--- ENTRIES PROVIDED ---

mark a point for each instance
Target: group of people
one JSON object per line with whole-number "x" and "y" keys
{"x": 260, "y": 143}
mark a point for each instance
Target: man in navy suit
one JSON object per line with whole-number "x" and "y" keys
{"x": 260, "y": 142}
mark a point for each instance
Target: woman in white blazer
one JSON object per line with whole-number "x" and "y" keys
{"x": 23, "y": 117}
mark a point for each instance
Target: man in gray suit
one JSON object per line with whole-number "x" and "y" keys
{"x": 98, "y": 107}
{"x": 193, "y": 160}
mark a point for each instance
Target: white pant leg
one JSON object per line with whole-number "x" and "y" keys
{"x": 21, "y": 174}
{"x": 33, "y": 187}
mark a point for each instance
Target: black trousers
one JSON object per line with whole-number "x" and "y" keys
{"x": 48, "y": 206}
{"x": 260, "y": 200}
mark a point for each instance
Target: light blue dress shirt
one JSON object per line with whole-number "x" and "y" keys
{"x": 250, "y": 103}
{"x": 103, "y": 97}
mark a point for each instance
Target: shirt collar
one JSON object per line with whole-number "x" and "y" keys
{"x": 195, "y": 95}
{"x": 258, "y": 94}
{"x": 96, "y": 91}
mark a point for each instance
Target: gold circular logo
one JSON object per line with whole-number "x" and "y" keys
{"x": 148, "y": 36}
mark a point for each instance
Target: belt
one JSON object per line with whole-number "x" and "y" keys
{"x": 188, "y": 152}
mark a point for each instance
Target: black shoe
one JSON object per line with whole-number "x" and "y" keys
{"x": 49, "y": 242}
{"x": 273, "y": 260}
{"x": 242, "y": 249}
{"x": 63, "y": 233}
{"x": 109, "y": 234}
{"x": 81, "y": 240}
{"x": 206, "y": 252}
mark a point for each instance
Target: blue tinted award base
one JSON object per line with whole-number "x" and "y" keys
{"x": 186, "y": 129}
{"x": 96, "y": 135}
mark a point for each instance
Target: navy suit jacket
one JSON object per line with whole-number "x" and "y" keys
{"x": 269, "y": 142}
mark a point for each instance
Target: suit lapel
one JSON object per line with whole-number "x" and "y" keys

--- REQUIRED ACTION ---
Out of the entries, report each line that contains the word "black".

--- RESPONSE AREA ---
Target: black trousers
Target: black shoe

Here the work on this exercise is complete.